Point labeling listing
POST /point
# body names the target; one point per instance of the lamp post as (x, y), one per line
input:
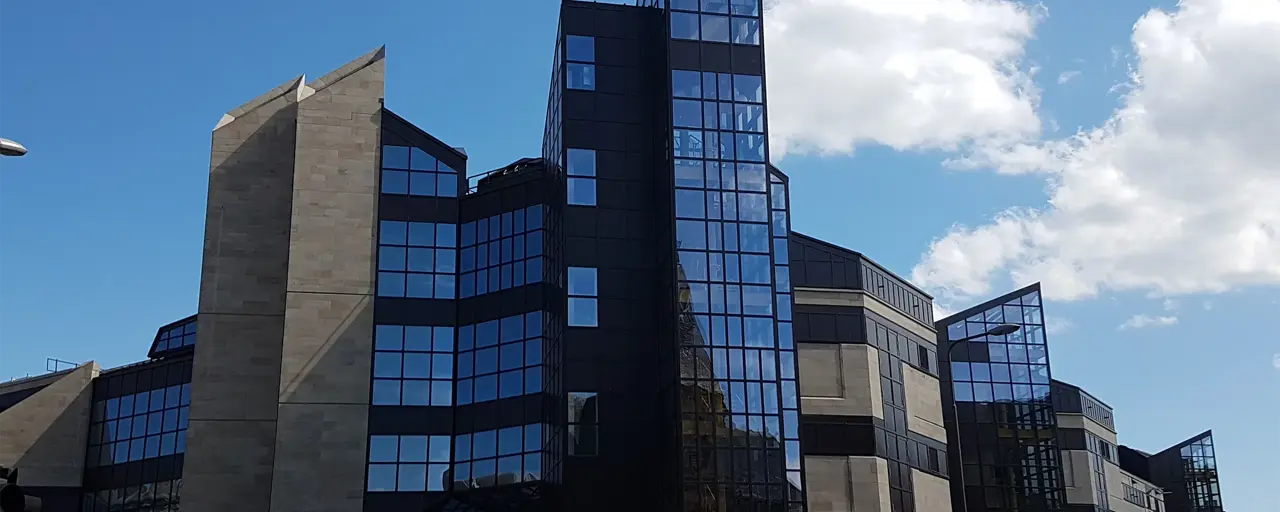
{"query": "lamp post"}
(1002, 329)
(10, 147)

--

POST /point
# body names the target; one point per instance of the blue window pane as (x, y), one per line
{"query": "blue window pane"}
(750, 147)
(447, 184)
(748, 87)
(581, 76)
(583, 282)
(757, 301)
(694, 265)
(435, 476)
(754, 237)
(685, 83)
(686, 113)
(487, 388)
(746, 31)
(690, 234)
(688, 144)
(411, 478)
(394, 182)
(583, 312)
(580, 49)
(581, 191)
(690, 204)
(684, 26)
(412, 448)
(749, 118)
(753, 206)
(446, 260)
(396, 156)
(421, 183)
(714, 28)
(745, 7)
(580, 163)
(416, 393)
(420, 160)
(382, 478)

---

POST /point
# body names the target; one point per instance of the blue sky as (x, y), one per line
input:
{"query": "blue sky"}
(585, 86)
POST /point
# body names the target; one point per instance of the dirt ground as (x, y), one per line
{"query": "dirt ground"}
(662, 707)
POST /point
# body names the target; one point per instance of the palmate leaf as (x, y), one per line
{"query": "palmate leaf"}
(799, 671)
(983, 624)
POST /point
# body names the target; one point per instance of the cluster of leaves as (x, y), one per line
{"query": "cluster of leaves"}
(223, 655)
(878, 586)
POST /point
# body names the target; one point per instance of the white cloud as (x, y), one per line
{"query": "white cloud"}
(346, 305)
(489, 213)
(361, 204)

**What needs to be done**
Count the lines in the listing above that contain the string "palmate", and reply with the number alone.

**Output of the exercise**
2